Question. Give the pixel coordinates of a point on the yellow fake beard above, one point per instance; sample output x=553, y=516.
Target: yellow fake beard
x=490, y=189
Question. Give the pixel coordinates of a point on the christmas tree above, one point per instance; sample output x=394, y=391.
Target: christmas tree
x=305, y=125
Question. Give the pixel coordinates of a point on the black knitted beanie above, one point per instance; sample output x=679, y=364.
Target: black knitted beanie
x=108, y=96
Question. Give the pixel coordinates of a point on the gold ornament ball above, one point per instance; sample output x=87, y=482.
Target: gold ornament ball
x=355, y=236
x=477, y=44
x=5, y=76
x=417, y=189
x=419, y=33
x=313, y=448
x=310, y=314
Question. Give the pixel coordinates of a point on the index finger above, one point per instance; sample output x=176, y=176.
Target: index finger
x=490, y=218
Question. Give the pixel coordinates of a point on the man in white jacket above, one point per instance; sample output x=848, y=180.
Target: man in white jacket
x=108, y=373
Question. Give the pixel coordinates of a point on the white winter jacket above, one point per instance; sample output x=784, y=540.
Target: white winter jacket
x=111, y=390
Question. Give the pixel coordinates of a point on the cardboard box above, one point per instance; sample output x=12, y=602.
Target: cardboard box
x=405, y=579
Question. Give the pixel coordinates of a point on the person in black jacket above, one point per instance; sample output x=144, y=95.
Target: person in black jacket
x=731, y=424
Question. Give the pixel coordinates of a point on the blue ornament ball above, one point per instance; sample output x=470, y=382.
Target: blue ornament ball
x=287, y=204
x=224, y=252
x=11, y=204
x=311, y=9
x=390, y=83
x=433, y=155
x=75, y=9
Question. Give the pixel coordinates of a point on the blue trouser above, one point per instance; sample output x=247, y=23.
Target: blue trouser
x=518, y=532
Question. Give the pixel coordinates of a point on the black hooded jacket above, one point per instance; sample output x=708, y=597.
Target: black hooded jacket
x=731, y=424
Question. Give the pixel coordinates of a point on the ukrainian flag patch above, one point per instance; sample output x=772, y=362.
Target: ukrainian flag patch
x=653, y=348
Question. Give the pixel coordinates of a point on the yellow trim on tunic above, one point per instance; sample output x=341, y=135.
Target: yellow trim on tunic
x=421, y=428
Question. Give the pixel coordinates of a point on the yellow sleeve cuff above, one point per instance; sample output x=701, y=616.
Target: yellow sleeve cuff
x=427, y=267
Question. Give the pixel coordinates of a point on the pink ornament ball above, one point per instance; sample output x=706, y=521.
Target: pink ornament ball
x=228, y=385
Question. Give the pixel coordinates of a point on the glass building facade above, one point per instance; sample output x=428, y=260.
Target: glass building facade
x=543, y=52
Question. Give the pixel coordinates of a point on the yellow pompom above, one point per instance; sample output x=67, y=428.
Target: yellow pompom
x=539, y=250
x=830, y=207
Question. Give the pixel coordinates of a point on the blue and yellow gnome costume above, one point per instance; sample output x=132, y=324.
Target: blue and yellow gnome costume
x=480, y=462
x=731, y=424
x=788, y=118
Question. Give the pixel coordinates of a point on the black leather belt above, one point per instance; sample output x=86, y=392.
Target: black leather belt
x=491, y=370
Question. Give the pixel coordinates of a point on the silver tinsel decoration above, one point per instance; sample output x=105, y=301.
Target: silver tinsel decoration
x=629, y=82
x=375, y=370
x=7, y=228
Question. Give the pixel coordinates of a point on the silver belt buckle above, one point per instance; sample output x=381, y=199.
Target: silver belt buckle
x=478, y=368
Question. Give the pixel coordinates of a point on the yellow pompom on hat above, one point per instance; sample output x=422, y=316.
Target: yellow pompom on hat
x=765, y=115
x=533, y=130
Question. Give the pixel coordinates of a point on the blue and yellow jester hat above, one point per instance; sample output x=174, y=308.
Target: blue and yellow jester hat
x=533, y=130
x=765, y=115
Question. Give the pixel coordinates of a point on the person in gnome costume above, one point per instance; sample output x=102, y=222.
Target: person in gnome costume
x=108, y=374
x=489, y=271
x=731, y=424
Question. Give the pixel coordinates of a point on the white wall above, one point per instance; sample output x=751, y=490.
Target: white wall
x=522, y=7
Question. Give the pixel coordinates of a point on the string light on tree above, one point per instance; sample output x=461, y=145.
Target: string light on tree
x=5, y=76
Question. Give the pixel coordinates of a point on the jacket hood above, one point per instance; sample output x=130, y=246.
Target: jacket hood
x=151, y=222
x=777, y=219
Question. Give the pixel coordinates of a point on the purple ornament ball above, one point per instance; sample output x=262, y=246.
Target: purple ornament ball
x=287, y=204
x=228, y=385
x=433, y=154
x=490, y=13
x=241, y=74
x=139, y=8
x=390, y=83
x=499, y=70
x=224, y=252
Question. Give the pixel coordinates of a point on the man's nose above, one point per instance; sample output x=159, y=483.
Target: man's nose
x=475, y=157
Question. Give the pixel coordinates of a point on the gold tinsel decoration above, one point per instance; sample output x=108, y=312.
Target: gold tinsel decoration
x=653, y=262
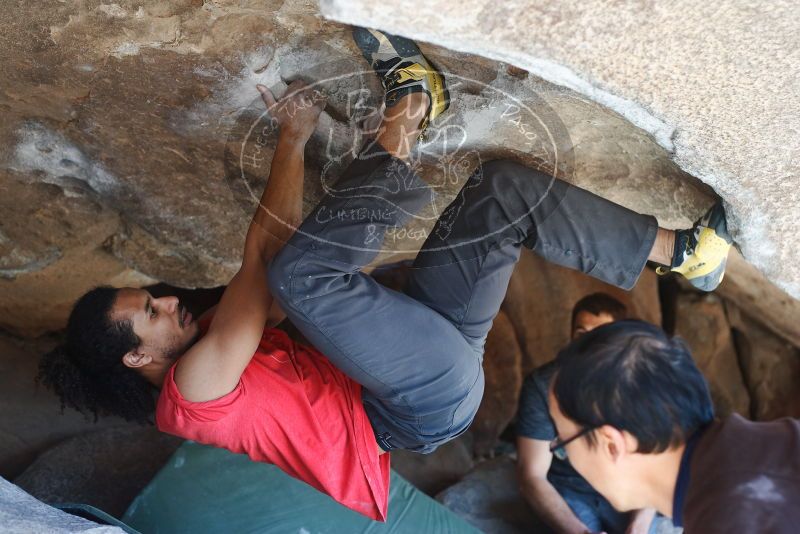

■ **DIRECTIVE**:
Reproduce the listing above in full, substituting "image coordinates" for every occurrence of "pixel coordinates" and leaving all other text as it is. Omit the pictures from your answer.

■ **RESULT FOR THIS TASK**:
Question. Give the image coordinates of a point on the yellow fake beard above, one point per instance; sample output x=553, y=516.
Target: yellow fake beard
x=490, y=189
Question. Give the image coordinates of a point on the christmas tree above, one point per instance; sample output x=394, y=391.
Target: christmas tree
x=305, y=125
Question. Give the image coordinates of a point on the black knitted beanie above, one point per instance; sample output x=679, y=364.
Target: black knitted beanie
x=108, y=96
Question. Give the image coordinates of a point on the gold ornament ball above, one point per instance; sample output x=87, y=482.
Target: gold ornament ball
x=355, y=236
x=477, y=44
x=5, y=76
x=417, y=189
x=419, y=33
x=313, y=448
x=310, y=314
Question. Give the image coordinates of a point on the index finger above, one point per instance; sample output x=176, y=176.
Target: index finger
x=490, y=218
Question. Give the image coordinates of a point on the man in white jacket above, one point per instance; sample output x=848, y=180.
Target: man in white jacket
x=108, y=373
Question. Give the image coordinates of a point on the white winter jacket above, one point per instance; sample output x=784, y=540.
Target: white winter jacket
x=111, y=390
Question. Give the image coordinates of a point on the cardboard box above, one point per instance; sample output x=12, y=602.
Target: cardboard box
x=405, y=579
Question. Give the image coordinates of a point on the person in black jacket above, one point per instance; sample output x=144, y=95.
Target: person in black jacket
x=731, y=424
Question. Give the image coordinates of a point on the blue ornament ball above, one point per instance; sample output x=470, y=382.
Target: blue ornament ball
x=287, y=204
x=224, y=252
x=11, y=204
x=311, y=9
x=390, y=83
x=433, y=155
x=75, y=9
Question. Give the image coordinates of a point on the blue trouser above, one point per instance; sample output x=247, y=23.
Target: blue trouser
x=518, y=532
Question. Give the image coordinates of a point on the black hooded jacket above, one point per instance; sample output x=708, y=597.
Target: black hooded jacket
x=731, y=424
Question. Give the image coordinates of a point on the ukrainian flag patch above, one point per instance; sample output x=772, y=362.
Target: ukrainian flag patch
x=653, y=348
Question. Give the image coordinates of a point on the yellow trim on tunic above, one point per instance; sample output x=341, y=135.
Target: yellow trim on tunic
x=421, y=428
Question. Give the image coordinates of a point on the yellow sleeve cuff above, one point per instance; sample output x=701, y=616.
Target: yellow sleeve cuff
x=427, y=267
Question. Give the image coordinates of a point on the pink ornament ball above, one point per instance; sample output x=706, y=521.
Target: pink ornament ball
x=228, y=385
Question. Give the image coordinates of a point on the glass building facade above, one point per instance; sample output x=428, y=260.
Target: glass building facade
x=543, y=52
Question. Give the image coordinates of a point on the yellow pompom above, one point per instance; sample output x=67, y=428.
Target: yellow pompom
x=539, y=250
x=830, y=207
Question. Give the image coordinates of a point on the blue and yellow gnome costume above, one point per instance; sample output x=132, y=324.
Target: blue and yellow gnome costume
x=480, y=462
x=731, y=424
x=788, y=118
Question. Give the image coordinates of a point on the black leather belt above, one point per instance; sample output x=86, y=392.
Target: black leather belt
x=491, y=370
Question. Give the image coordinates of a point on the silver tinsel decoration above, one point per instance; sample output x=105, y=301.
Target: silver tinsel decoration
x=629, y=82
x=375, y=370
x=7, y=228
Question. Give the image coordinates of a point on the silver belt buckle above, one point per instance; sample output x=381, y=199.
Target: silver belt buckle
x=478, y=368
Question. Give the image coordinates of a point on the yellow pompom on hat above, one point per instance; sample output x=422, y=316.
Target: yellow pompom on hat
x=765, y=115
x=533, y=130
Question. Give the image coordinates of a point on the blue and yellow jester hat above, one point per instance; sample output x=174, y=308.
Target: blue and yellow jester hat
x=533, y=130
x=765, y=115
Question. Give the image coordinates of a point on the person in gnome costume above, one point per instance; sample output x=102, y=222.
Target: person in gnome costume
x=108, y=374
x=489, y=271
x=731, y=424
Question. Give the image coordinates of a point on the white wall above, one point per instance; sample output x=751, y=490.
Target: white wall
x=522, y=7
Question. Give the image coordinates of a point on the string light on tree above, one point per instance; sample output x=461, y=145.
Target: string light on tree
x=5, y=76
Question. Give the image coordinates of a point on the jacket hood above, one point per instance; sample output x=130, y=246.
Target: jacket hood
x=151, y=222
x=777, y=219
Question. Give the image coordinates of a point on the purple ornament ball above, one point per instance; sample output x=262, y=246.
Target: purple ornament ball
x=287, y=204
x=228, y=385
x=433, y=154
x=490, y=13
x=241, y=74
x=139, y=8
x=390, y=83
x=499, y=70
x=224, y=252
Question. Give the image coordinates of a point on the man's nose above, one point per instance; sample output x=159, y=483.
Target: man's nose
x=475, y=157
Question. Give the image coordinates of a point on the gold tinsel decoration above, one point per instance; sample output x=108, y=312.
Target: gold tinsel decoration
x=653, y=262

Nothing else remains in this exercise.